Task prompt: Down to the final line, print the records again exactly.

Top of Exercise input

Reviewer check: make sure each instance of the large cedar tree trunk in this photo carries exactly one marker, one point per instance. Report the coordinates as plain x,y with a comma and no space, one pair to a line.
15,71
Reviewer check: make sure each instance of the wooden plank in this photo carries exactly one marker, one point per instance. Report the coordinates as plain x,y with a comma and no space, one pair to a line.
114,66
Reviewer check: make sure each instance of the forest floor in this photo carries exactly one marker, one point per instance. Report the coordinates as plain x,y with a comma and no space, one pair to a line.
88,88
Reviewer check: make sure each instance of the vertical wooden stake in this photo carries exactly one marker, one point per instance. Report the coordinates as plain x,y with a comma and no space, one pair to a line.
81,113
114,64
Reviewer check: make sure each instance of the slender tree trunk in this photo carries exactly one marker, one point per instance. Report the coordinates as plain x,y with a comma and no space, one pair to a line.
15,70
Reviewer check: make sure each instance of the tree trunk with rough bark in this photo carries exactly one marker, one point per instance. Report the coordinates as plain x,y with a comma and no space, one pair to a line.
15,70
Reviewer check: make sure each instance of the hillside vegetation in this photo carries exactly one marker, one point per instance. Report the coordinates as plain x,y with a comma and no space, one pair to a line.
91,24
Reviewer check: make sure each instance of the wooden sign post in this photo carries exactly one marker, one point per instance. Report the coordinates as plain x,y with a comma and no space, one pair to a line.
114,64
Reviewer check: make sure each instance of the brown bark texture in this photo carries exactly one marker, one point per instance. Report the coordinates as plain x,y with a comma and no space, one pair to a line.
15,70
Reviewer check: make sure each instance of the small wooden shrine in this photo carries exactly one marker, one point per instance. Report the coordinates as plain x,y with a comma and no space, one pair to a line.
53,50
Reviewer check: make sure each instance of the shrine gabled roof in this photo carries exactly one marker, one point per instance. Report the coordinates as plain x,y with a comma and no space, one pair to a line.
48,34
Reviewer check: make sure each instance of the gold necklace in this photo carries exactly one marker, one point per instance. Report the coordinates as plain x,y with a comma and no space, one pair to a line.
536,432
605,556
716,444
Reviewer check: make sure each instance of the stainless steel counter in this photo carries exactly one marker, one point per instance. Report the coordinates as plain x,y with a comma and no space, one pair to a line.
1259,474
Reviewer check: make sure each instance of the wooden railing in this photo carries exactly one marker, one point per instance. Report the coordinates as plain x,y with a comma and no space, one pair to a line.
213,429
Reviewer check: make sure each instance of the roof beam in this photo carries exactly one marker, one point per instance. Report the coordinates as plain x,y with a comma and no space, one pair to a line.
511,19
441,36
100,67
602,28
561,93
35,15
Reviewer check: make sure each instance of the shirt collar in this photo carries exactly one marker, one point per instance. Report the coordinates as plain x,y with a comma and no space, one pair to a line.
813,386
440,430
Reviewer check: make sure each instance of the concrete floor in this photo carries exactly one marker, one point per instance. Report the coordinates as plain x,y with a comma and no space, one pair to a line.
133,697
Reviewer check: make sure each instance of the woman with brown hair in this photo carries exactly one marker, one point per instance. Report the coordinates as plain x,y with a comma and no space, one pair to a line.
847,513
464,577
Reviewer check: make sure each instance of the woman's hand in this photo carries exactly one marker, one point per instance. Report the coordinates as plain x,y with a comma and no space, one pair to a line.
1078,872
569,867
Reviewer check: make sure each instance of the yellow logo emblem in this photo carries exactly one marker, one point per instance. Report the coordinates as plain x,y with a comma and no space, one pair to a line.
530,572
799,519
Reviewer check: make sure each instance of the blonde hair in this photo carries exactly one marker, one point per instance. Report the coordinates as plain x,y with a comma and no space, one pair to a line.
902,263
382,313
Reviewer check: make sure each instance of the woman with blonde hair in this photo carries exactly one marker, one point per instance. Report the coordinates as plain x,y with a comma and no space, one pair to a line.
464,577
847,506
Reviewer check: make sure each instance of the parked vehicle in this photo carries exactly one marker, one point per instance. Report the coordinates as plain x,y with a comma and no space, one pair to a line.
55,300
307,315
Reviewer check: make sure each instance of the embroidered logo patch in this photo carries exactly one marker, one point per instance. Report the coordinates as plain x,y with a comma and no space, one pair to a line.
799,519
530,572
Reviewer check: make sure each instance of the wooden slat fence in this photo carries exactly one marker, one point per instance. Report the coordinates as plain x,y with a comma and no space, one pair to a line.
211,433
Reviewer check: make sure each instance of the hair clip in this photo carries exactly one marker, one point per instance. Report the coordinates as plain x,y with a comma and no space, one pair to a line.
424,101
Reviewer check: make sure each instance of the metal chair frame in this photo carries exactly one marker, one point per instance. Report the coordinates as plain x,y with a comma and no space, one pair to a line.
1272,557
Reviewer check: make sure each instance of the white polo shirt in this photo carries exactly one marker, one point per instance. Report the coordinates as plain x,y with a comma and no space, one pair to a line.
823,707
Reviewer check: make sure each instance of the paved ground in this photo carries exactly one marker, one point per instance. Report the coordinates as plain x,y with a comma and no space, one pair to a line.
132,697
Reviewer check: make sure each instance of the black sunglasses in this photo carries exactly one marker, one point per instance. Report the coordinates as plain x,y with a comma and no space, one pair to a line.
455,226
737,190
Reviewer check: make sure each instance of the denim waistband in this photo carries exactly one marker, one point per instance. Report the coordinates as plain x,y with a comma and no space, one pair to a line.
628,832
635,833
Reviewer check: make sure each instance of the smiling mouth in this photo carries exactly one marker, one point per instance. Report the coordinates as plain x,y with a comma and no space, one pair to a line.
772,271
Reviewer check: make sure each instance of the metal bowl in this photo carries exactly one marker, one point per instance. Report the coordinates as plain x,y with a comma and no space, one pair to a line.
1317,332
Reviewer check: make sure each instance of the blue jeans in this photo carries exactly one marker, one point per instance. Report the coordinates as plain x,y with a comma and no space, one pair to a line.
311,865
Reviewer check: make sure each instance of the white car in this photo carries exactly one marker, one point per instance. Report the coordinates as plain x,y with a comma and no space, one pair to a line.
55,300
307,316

Bottom of Exercise input

Exercise output:
Reviewer check: make sure each instance of the large cedar tree trunk in this photo carries exactly one marker, one point per instance. Report the coordinates as plain x,y with a comma and no space, one pair to a line.
15,71
Reviewer check: make sure each instance of the wooden plank in this photo carries exactly one marker, one point per instance. Report the coordinates as plain x,y with a comma and no space, one pair to a line.
114,66
Reviewer check: make sure each instance of the forest floor in this photo carries exactly one marker, one point per instance. Report the coordinates as plain x,y with a comma and no space, one pair to a line.
88,88
Reviewer check: make sure each instance of the vertical wooden stake in this photo carries exactly one marker, one point per instance. Report the coordinates as plain x,y with a comma and no space, one pair to a line.
81,113
114,64
Reviewer check: make sure each instance of the slender tree trunk in this photo carries exactly one marker, one point per instance. Report the coordinates as plain x,y with a comma and no space, one pair to a line.
15,70
Reviewer check: make sure each instance of the tree trunk with rough bark in this photo carries exactly one marker, one point per instance. Report the coordinates as plain x,y with a comma and no space, one pair to a line.
15,70
Reviewer check: make sure each instance of the hillside vegetation in this photo carries exactly one marker, one point per instance. Report the coordinates as plain x,y with a comma and no space, one pair to a line.
91,24
Reviewer check: make sure each instance of the wooden sign post in this photo carries exactly one marker, one point per instance. Report the coordinates as plain x,y with a comma and no space, one pair to a line.
114,64
Reviewer check: make sure each instance of the brown bark texture in this photo carries exactly one marker, one point per instance. Report the coordinates as plain x,y with a comma and no space, one pair to a line.
15,70
Reviewer check: make sure each instance of the small wooden shrine in this photo carries exactly one marker, one point per instance. Report the coordinates as plain x,y with a comma and no space, one pair to a line.
53,50
Reviewer check: make sure each instance of the shrine gabled roof in this photo carries exactly one marker, one point per instance. Report the coordinates as plain x,y with a comma and no space, one pair to a line.
48,34
Reviewer check: make sure each instance of the gold necklace in this photo carries exactly one marker, one point per instance. Report the coordinates as plain x,y with a comma and no space, one pair to a line.
536,432
605,556
716,444
Reviewer check: make sure each instance of the stainless steel counter in this photo carries exactly one marker, one point per instance. Report the coordinates as plain x,y with a comma and no space, one pair to a line.
1259,474
Reviewer check: make sure each instance of the wooden railing in this photo carries exactly one marker, one point per instance. Report the coordinates as plain x,y with a comma and no space, one pair to a line.
213,429
Reviewer check: make sure each instance of the roof beam in this photo carries exactly one marker, one point per instance. Report the coordinates as plain x,y with a comma and no space, one pair to a line.
511,19
441,36
100,67
602,28
561,93
35,15
Reviewer check: make sure each instance of the shirt collar in this photo carries exactly one marker, one point per instance. Report the coordinates as plain x,y with a comma and no space, one pair to a line.
813,386
440,430
Reviewer check: make sure each instance of the concrete floor in this photo carries exactly one marker, one point per instance. Report the coordinates as plain x,y with a comma and no space, one pair to a line.
133,697
Reviewer check: make sure each instance of the woman with brown hair in this photo carries exactly one marker, one point per instance. Report the coordinates as plain x,y with a comma and no space, one pair to a line.
847,513
464,577
Reviewer check: make sure each instance of the woman's hand in this photo carries exactly one marker, one point per instance. Report the coordinates as plain x,y with a comma and no space, one pair to a line.
1078,872
569,867
Reviewer check: make sure each instance of the yellow logo emblem in this photo carries exactly one marker, one point per instance. Report the coordinates as plain x,y with a comma and no space, one pair to a line.
530,572
799,519
Reviewer check: make sure each instance of the blonde hair in this photo carries exactly one marker, one point per instance. Report the coordinates as plain x,y with a comma and no space, one pair to a line.
902,263
382,313
Reviewer check: make sure each instance of the woman with blonde hair in this photo carries exactly one marker, one point per instance. Report the coordinates as plain x,y with a comma and no space, one pair to a line.
464,577
847,506
Reviewer check: make sure each instance of the parked vehicle in this photo carries exactly one marker, one point per instance. Report the coordinates as plain x,y with a comma and no space, one pair to a line.
55,300
307,315
Reviewer check: make sure each instance of the embroidered logo patch in this photo carries exactly one marker, one point per instance. Report the coordinates as plain x,y with a comma and no space, one pair to a line.
799,519
530,572
Reviewer check: make sure each instance of the wooden slat fence in this photo carries exactly one marker, one point per instance. Report the coordinates as plain x,y with a comma and no space, one pair to a line.
211,433
Reviewer check: make sure each instance of the hair clip in this photo carries exactly one marker, one point per instance. Report the coordinates as plain x,y with a comma and no space, one pair to a line.
424,101
Reviewer check: make sure each instance of the metal chair frame in this photo carries exactly one marker, one point per instance. Report the coordinates as plain x,y with a comma and no space, one pair to a line.
1272,557
Reviewer check: make sure each instance of the white polo shirt in this photo carries exactly one marker, one point per instance. Report the coordinates as plain x,y with a comma and no space, one pair to a line.
823,707
Reviewer check: make sure each instance of the paved ground in this photo carries exactly one marker, one point per instance. Report the coordinates as plain x,y with a comma and no space, one pair to a line.
132,697
Reviewer check: make sure each instance of the black sunglasses in this photo carries exactly one marker, one point per instance. Report the coordinates as plain x,y with a comma and no space, one pair to a line.
455,226
737,190
Reviewer check: make sure each instance of the denim waistband in this photo carries exactly one marker, one point per instance. Report the coordinates as plain x,y with a comma and no space, one pair to a line.
628,832
635,833
Reviewer check: make sure each instance of the smiling mouth in this photo carries exactly one marker, one point per instance. Report the coordinates as plain x,y with a comma and no space, one pair to a line.
772,271
Reviewer check: make sure each instance of the metal bowl in this photo carries exactly one marker, one point per instance. Report the coordinates as plain x,y with a comma and no space, one pair to a line.
1317,332
Reviewer check: make sure each instance of the blue jeans in this photo carries exactly one marker, one point per instance. Report the coordinates as plain x,y with a comma and no space, one pair to a line.
311,865
Reviewer check: make sure each instance of the white car in this photo carries exactly one marker, one point per instance. Report the coordinates as plain x,y with a comma and no space, one pair to a line.
55,300
307,316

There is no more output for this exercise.